Instructions for the task:
Change "shoreline" to "coastline" in the material starting at the line that contains "Localize the shoreline in the following" and ending at the line that contains "764, 349, 1344, 395", with everything else unchanged. Write out only those lines, and leave the pictures out.

── Information shown

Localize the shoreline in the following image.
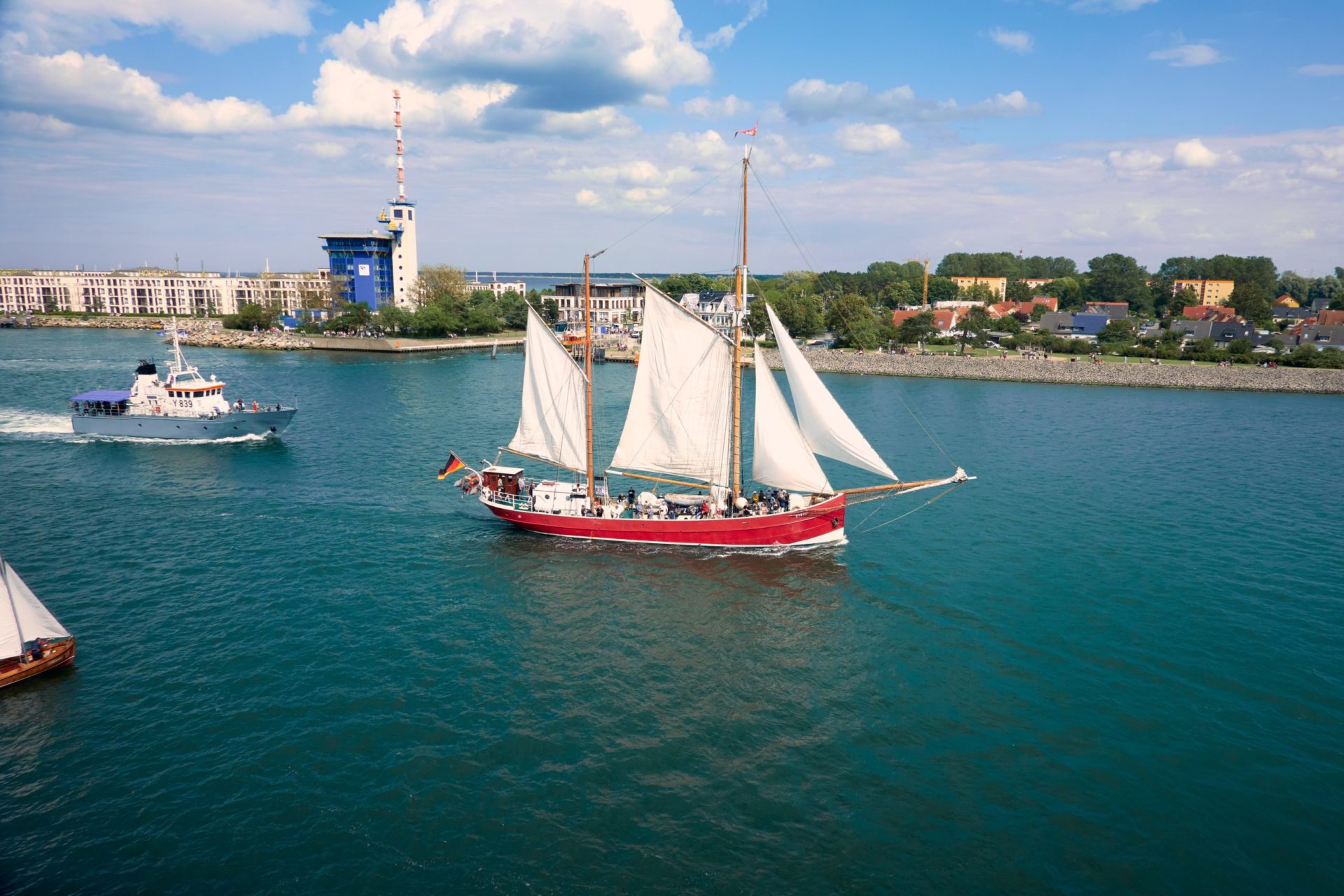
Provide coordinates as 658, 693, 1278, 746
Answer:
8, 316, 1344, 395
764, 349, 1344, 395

────
── Information shown

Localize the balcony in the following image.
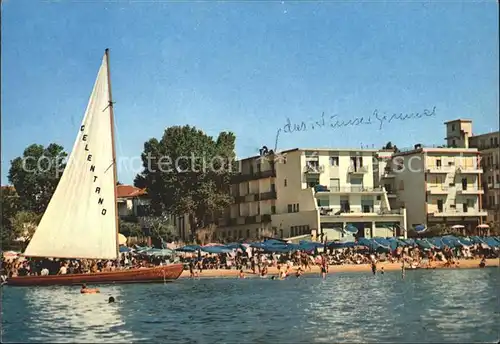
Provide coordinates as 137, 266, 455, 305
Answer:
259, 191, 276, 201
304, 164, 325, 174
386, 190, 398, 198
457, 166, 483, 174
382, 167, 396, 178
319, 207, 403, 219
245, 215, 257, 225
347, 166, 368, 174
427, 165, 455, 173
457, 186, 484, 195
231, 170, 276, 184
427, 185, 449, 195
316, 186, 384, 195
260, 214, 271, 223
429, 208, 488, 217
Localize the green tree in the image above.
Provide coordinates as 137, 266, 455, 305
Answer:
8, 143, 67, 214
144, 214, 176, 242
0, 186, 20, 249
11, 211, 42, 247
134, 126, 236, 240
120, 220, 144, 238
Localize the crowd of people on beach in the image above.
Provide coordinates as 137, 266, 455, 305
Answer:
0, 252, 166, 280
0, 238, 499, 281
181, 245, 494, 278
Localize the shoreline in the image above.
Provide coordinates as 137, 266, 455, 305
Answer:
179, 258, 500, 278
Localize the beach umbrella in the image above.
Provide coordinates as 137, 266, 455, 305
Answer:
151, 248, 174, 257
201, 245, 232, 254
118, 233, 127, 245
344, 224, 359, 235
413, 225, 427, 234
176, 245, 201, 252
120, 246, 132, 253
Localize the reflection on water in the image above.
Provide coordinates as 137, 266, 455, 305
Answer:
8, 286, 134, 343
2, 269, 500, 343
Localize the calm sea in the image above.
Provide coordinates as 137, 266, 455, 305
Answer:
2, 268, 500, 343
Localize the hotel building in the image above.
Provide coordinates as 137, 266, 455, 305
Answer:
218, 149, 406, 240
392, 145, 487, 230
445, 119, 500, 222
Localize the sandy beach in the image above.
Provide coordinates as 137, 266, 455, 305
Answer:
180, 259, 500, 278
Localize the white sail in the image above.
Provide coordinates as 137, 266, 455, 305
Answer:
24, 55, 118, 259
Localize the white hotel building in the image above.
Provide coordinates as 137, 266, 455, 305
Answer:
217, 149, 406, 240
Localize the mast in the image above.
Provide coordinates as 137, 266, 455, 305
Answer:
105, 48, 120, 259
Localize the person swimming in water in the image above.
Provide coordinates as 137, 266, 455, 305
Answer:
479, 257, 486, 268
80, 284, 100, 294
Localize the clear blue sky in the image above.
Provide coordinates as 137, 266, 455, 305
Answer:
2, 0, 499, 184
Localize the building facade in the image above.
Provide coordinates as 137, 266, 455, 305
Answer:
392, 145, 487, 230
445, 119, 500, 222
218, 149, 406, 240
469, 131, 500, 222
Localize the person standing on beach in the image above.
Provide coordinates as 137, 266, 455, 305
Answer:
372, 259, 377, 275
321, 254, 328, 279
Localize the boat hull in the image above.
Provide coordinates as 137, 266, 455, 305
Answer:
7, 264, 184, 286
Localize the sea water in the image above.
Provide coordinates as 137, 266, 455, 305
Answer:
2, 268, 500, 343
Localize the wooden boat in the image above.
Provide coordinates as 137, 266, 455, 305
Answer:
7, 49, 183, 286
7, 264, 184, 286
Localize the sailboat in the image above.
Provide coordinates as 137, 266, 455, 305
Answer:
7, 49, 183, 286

────

Written response:
Localize the coastline in the following image.
Provide coordinates as 658, 693, 1278, 746
Answer:
8, 316, 1344, 395
764, 349, 1344, 395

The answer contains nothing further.